- **GOAL OF THE EXERCISE**: Filter out all lines without the word "Find" from the data below, please, and copy the rest.

- **EXERCISE INPUT**:
==============================

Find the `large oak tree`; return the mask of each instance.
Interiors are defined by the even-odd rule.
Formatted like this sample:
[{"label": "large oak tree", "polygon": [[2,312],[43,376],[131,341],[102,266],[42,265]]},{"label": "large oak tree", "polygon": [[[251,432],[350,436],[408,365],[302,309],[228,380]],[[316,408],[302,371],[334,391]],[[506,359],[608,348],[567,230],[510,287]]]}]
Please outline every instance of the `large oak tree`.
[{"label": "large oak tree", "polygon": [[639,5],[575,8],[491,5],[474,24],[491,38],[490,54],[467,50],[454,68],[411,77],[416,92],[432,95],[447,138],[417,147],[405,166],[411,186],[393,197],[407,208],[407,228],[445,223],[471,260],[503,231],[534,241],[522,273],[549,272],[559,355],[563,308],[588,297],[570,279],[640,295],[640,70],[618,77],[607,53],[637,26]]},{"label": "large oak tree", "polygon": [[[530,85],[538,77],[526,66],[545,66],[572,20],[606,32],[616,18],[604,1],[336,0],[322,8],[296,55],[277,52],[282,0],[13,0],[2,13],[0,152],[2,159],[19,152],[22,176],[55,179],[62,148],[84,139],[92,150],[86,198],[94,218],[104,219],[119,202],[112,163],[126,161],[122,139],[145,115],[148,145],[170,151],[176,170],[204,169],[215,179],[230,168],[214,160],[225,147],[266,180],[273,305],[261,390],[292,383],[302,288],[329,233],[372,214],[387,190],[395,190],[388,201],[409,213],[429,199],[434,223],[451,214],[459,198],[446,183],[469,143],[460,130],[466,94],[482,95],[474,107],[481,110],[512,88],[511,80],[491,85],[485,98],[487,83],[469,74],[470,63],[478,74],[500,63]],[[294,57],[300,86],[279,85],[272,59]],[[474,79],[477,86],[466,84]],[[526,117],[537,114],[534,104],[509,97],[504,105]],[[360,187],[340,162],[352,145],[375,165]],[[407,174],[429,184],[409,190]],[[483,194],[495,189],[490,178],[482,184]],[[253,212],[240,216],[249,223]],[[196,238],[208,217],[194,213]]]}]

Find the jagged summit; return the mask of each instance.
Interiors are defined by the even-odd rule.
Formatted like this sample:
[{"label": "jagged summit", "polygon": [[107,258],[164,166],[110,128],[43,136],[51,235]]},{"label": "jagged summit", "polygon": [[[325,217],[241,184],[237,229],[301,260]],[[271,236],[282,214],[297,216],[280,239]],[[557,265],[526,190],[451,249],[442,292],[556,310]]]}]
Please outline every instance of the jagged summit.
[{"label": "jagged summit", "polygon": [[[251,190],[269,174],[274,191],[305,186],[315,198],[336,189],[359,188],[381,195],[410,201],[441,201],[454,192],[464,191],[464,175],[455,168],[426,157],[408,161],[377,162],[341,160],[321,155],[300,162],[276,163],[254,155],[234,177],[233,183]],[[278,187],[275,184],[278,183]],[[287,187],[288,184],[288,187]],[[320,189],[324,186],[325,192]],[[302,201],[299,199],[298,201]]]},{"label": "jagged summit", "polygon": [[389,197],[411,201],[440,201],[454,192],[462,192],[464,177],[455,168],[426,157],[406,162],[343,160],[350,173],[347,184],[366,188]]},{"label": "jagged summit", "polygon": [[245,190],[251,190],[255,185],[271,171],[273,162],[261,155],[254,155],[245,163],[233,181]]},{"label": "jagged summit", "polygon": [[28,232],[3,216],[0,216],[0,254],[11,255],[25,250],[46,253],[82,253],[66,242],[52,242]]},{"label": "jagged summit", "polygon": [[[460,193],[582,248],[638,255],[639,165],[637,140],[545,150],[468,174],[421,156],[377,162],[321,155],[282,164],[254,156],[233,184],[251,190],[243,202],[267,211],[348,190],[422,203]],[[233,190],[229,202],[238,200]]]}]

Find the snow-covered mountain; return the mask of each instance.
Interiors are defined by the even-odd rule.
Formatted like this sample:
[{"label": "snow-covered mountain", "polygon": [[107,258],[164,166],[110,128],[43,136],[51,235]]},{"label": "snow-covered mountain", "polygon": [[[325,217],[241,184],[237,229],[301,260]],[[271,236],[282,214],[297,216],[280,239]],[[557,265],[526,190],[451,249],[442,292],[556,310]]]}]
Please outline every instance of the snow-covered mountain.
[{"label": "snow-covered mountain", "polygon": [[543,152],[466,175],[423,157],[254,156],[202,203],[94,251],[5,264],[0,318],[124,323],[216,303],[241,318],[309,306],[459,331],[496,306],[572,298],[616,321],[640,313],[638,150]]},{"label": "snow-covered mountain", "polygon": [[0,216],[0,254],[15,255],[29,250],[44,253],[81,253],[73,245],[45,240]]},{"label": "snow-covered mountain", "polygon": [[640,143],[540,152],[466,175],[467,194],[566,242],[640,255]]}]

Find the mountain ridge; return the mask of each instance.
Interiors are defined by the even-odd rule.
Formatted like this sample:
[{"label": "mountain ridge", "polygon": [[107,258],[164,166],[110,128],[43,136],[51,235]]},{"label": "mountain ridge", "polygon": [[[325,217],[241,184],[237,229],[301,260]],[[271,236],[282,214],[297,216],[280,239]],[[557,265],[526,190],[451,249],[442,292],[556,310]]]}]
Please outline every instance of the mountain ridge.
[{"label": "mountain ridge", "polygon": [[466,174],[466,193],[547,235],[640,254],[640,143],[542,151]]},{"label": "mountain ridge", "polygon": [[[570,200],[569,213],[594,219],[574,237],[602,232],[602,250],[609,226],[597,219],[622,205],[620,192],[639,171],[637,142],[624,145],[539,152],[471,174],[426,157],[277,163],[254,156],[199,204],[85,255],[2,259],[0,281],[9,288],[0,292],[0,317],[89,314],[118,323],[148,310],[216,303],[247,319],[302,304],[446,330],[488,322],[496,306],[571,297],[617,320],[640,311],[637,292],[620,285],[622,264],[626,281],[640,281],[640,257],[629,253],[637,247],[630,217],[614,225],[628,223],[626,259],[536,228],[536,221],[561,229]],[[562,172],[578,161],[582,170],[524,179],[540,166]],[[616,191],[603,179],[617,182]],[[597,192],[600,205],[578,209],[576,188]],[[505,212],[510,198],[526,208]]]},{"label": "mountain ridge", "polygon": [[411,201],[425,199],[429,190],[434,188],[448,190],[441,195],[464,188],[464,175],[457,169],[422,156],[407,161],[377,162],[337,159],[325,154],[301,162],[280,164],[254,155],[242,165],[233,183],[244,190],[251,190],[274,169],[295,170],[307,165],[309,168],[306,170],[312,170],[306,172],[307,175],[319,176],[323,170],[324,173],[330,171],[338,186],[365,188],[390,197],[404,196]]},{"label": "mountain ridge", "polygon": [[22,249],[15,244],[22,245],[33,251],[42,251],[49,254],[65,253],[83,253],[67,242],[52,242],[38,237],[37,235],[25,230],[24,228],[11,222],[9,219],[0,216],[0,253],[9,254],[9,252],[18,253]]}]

==============================

- **EXPECTED OUTPUT**:
Find the `large oak tree`; return the mask of each instance.
Find the jagged summit; return the mask of each instance.
Find the snow-covered mountain; return the mask of each instance.
Find the mountain ridge; return the mask of each instance.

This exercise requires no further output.